>> BEGIN Text extract

Tuesday, February 12, 2008

Sounds of Silence- Ideology in Simon and Garfunkel

If none of you have actually heard this song before, here's YouTube graciously stepping in to play the music for you while you read this post- http://www.youtube.com/watch?v=YhdGkZ6Fngw

Hello darkness, my old friend,
I've come to talk with you again,
Because a vision softly creeping,
Left its seeds while I was sleeping,
And the vision that was planted in my brain
Still remains
Within the sound of silence.

I started randomly singing this song when I was walking back to my room last night and kind of had this epiphany- the sounds of silence are like ideology. They're the unspoken rules and creeds that govern our daily lives, things that we can't necessarily explain because they've always been like that.

In restless dreams I walked alone
Narrow streets of cobblestone,
neath the halo of a street lamp,
I turned my collar to the cold and damp
When my eyes were stabbed by the flash of
A neon light
That split the night
And touched the sound of silence.

And in the naked light I saw
Ten thousand people, maybe more.
People talking without speaking,
People hearing without listening,
People writing songs that voices never shared
And no one dared
Disturb the sound of silence.

But then, when I got to this part of the song, the people talking without speaking and hearing without listening, I started thinking about Naomi Klein's corporate advertising culture and how americans seem to be really confused now about what their culture really is; is it what the advertisements tell them to buy or is it what they are buying or are the two the same or is really the fact that they are being advertised to. That's an ideology, that advertising culture, and a really good one, too; we can't say where it starts or where it ends. But that's what a culture is, isn't it?

>> END Text extract

What you will do – Transcribe everything in the blog post from "But then, when" down to "is, isn't it?". Rely only on the blog post about the song for this.

>> BEGIN Entries provided

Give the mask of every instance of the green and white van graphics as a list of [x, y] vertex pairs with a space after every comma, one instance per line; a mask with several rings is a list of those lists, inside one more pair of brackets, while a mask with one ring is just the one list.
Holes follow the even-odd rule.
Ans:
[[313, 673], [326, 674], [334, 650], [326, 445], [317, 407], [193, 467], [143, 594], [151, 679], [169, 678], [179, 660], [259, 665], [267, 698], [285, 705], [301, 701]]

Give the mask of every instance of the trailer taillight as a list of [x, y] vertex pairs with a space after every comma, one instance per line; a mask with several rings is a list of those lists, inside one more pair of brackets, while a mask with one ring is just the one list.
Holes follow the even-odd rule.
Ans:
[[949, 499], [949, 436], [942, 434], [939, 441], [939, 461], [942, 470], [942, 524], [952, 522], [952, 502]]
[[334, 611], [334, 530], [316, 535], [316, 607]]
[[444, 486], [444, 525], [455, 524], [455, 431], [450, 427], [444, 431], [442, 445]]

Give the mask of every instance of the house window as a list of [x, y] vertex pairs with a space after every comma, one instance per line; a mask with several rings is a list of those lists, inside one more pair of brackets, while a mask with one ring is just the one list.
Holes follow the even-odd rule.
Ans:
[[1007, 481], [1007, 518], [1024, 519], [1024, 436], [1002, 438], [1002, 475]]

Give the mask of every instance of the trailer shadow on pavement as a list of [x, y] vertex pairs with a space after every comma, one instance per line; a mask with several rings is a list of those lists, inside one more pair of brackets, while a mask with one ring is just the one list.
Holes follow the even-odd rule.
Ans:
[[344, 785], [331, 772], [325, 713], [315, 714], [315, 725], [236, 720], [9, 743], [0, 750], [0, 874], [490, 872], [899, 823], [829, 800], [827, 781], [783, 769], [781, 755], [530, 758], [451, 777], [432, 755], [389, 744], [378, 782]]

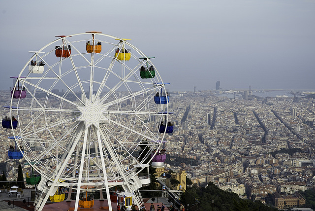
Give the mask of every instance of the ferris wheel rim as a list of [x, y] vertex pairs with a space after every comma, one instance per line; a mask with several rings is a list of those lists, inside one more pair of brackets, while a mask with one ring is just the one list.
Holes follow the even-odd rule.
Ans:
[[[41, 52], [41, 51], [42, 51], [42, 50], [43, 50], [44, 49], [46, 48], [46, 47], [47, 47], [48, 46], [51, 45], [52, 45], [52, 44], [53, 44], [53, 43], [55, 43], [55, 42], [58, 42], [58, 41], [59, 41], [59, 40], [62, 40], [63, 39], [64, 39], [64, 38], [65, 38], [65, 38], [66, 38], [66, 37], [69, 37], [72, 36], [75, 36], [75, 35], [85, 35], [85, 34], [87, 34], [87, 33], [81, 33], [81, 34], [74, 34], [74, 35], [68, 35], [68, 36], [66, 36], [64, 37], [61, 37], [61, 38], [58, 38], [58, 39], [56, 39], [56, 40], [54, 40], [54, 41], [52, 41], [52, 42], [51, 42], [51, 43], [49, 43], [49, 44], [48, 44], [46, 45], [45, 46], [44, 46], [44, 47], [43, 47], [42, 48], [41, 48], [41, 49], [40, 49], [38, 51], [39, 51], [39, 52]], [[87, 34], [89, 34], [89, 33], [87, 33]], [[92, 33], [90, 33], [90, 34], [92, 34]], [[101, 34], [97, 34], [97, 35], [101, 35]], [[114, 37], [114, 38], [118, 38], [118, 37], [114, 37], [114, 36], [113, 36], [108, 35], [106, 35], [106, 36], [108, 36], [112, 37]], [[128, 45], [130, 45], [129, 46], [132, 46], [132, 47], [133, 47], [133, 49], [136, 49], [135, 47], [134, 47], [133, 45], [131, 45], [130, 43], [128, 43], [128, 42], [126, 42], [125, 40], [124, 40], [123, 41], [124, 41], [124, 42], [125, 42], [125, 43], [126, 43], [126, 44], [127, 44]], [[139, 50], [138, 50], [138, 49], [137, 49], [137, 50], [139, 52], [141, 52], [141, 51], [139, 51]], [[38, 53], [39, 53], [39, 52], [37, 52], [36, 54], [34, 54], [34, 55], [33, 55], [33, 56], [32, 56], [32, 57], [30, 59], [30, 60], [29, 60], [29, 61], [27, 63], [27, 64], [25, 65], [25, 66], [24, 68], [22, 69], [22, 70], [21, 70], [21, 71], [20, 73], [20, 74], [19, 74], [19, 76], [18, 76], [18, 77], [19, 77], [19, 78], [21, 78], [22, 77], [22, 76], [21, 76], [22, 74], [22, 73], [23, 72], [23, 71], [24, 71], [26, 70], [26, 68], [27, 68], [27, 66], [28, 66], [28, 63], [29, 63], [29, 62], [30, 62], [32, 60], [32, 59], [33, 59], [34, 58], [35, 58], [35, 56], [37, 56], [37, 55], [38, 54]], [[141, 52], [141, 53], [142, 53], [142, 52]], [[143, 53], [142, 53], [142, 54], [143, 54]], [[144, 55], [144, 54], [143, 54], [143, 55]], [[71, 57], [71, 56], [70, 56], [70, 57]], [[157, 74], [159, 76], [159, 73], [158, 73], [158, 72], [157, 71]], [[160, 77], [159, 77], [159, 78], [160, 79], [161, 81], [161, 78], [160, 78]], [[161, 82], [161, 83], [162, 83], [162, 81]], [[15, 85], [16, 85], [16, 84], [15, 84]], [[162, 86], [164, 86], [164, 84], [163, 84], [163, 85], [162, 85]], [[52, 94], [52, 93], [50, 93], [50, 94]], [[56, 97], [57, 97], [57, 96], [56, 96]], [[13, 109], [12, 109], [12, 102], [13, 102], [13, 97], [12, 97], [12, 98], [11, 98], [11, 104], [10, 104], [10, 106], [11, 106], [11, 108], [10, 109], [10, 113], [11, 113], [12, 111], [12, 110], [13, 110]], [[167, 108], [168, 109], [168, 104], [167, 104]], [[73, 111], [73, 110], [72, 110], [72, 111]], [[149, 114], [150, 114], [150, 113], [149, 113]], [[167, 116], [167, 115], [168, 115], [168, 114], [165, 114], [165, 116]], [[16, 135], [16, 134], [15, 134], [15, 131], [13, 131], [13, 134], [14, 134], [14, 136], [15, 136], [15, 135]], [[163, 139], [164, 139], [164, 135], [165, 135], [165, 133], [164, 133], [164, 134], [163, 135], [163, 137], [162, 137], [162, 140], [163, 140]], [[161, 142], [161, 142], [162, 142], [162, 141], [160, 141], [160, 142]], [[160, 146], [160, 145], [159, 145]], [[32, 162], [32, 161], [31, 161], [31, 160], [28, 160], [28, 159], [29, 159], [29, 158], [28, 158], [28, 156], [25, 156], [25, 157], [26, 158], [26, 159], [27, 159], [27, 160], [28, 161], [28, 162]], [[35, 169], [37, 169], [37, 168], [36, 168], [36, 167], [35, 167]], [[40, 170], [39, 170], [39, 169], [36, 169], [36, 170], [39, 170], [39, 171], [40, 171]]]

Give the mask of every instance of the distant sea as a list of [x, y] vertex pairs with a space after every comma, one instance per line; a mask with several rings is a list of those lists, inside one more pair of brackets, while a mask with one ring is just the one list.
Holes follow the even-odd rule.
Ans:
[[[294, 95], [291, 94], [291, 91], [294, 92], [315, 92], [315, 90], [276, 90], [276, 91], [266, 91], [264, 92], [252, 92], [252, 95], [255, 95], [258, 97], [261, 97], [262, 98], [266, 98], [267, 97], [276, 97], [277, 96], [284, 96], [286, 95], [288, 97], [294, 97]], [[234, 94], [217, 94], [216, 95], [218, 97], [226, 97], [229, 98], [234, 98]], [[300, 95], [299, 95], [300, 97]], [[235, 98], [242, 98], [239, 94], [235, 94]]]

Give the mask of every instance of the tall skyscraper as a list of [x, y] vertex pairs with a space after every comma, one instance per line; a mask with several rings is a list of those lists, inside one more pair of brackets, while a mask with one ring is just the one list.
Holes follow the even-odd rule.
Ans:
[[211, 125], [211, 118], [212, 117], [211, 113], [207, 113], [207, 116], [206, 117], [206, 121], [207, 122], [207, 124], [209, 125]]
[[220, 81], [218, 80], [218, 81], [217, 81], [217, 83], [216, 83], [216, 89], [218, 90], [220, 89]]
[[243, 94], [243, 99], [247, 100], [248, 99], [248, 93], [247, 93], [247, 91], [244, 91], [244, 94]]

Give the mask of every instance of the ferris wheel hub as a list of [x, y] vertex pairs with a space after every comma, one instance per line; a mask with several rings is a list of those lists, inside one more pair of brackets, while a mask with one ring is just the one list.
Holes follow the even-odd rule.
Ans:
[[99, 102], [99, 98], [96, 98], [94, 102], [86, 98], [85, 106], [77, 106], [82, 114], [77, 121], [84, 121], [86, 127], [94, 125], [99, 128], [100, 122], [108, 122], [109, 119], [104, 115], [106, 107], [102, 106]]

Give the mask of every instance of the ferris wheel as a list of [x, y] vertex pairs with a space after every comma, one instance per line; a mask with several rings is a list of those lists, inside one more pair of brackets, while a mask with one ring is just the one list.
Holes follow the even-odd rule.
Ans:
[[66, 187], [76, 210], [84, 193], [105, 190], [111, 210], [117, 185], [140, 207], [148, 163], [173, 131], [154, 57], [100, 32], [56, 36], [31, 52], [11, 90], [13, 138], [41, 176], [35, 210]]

>> END Entries provided

Finished task –
But then, when I got to this part of the song, the people talking without speaking and hearing without listening, I started thinking about Naomi Klein's corporate advertising culture and how americans seem to be really confused now about what their culture really is; is it what the advertisements tell them to buy or is it what they are buying or are the two the same or is really the fact that they are being advertised to. That's an ideology, that advertising culture, and a really good one, too; we can't say where it starts or where it ends. But that's what a culture is, isn't it?